▶ [Problem to solve]
Return the entries verbatim and drop every picture.

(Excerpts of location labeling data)
● ● ● ●

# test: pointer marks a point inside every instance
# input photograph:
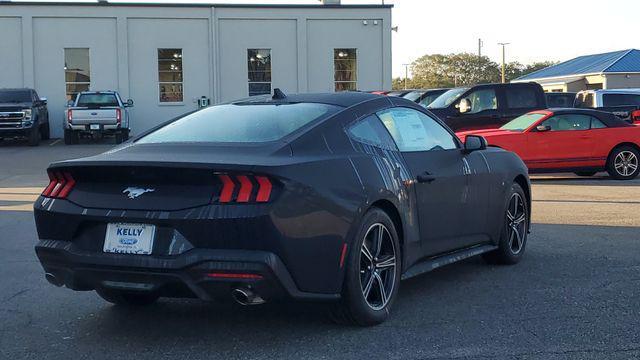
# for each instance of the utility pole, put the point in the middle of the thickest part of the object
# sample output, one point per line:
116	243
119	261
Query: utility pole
503	61
406	74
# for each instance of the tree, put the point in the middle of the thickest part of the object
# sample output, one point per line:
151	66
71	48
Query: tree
515	70
433	71
436	71
537	66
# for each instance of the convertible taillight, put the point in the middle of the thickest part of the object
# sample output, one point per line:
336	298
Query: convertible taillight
243	189
60	185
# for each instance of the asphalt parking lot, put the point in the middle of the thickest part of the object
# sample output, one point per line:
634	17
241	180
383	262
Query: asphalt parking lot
576	294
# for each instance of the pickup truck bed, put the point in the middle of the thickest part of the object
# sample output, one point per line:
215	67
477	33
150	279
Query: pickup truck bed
97	112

● ● ● ●

▶ [Worked solution]
# test: pointer marks a point inside every instance
# input photograph:
# for each instance of the utility pole, put the point in the middle of the thickest part of the object
# sample output, one point per line:
116	243
119	261
Query: utility pole
503	61
406	74
# for each instance of the tree, put the point in the middle of the thickest part of the object
# sample output, one point per line:
151	66
71	48
Query: tree
515	70
433	71
436	71
537	66
# for each instance of the convertible taillight, put the point in the middle of the thickest part of the object
# sample output, one point per line:
336	298
Query: convertible taillight
243	189
60	185
# for each instance of the asphalt parking lot, put the point in the middle of the thickest part of the object
# sample output, one point per line:
634	17
241	180
383	262
Query: asphalt parking lot
576	294
# for each instance of the pickup truck bed, put the point in the middle of the thickest part of the object
# sample output, one point per line:
215	67
477	33
150	279
Query: pickup truck bed
97	112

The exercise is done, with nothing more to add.